* Start *
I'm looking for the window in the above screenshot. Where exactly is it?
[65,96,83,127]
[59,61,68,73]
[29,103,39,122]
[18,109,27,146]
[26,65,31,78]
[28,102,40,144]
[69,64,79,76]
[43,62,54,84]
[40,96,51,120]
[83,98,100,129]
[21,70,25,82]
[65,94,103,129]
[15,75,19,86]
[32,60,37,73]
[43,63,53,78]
* End *
**Exercise requirements:**
Render each line of the listing above as a row in a Markdown table with the columns "Index" and "Text", numbering the rows in order and omitting blank lines.

**Result below:**
| Index | Text |
|---|---|
| 1 | I'm looking for the window in the above screenshot. Where exactly is it? |
| 2 | [65,96,83,127] |
| 3 | [59,61,68,73] |
| 4 | [29,103,39,122] |
| 5 | [18,109,27,146] |
| 6 | [26,65,31,78] |
| 7 | [28,102,40,144] |
| 8 | [69,64,79,76] |
| 9 | [43,62,54,84] |
| 10 | [40,96,51,120] |
| 11 | [83,98,100,129] |
| 12 | [21,70,25,82] |
| 13 | [65,94,103,129] |
| 14 | [15,75,19,86] |
| 15 | [32,60,37,73] |
| 16 | [43,63,53,78] |